Please count the lines in the stored data below that contain the string "dress", matching case exactly, and give only the number.

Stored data
--- BEGIN ---

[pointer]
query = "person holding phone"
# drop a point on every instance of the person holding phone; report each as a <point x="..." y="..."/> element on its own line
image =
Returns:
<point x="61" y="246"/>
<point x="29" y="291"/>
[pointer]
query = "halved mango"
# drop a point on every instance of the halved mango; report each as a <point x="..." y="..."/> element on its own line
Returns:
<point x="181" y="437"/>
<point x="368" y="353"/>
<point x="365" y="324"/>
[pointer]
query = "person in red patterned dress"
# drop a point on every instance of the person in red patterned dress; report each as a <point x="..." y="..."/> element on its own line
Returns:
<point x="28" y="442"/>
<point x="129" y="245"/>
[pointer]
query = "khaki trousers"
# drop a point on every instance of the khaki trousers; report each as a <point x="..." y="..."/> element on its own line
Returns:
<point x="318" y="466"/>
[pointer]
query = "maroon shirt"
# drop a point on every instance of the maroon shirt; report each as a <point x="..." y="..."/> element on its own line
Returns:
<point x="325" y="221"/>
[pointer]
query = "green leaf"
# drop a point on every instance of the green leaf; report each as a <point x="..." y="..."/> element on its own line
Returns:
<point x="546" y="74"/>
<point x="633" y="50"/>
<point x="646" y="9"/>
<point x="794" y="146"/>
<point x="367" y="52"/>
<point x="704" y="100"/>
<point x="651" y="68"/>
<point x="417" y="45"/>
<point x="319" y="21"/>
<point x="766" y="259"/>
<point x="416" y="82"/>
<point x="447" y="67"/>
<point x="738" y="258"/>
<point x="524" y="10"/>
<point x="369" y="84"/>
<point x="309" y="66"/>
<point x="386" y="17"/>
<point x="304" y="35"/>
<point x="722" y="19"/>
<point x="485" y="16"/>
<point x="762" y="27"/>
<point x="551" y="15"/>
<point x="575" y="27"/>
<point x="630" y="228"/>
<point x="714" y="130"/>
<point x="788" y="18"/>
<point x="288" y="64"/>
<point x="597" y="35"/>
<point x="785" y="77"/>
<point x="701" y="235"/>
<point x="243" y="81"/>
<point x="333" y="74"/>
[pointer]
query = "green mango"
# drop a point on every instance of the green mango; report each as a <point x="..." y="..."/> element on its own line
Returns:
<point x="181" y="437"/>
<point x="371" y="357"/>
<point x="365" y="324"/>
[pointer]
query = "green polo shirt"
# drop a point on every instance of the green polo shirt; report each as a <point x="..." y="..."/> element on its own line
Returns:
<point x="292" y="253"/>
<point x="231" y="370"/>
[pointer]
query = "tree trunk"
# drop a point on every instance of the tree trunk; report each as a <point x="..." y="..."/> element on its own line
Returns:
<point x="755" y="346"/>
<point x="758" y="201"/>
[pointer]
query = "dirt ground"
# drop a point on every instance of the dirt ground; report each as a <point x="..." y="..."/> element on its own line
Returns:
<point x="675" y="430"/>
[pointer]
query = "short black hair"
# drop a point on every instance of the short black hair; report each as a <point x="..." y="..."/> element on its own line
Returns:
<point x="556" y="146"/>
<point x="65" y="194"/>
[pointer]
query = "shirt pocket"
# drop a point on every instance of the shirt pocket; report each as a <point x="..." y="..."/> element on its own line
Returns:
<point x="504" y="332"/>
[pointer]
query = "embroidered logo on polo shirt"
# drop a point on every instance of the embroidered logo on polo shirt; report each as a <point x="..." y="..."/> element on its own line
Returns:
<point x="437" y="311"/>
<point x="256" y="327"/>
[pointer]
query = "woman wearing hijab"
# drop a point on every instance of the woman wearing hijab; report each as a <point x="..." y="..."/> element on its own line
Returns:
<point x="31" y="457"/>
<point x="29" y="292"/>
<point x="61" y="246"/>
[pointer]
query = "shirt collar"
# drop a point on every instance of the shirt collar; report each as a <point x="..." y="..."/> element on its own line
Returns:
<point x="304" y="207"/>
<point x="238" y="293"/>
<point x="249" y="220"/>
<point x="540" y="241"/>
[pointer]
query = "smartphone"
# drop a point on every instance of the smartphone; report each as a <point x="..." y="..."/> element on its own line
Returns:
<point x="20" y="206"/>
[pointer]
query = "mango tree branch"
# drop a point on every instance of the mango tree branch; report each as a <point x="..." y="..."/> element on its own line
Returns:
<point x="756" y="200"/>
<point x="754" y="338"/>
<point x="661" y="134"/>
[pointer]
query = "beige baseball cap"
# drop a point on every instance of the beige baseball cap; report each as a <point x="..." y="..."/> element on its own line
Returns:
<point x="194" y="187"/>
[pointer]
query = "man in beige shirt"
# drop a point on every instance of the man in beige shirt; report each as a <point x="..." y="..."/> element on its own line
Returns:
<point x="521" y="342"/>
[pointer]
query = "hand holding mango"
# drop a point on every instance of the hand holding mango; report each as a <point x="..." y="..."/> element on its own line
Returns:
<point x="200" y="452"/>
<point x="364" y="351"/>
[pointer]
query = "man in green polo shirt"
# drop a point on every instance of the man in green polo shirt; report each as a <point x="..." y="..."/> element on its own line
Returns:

--- END ---

_THE SOLUTION_
2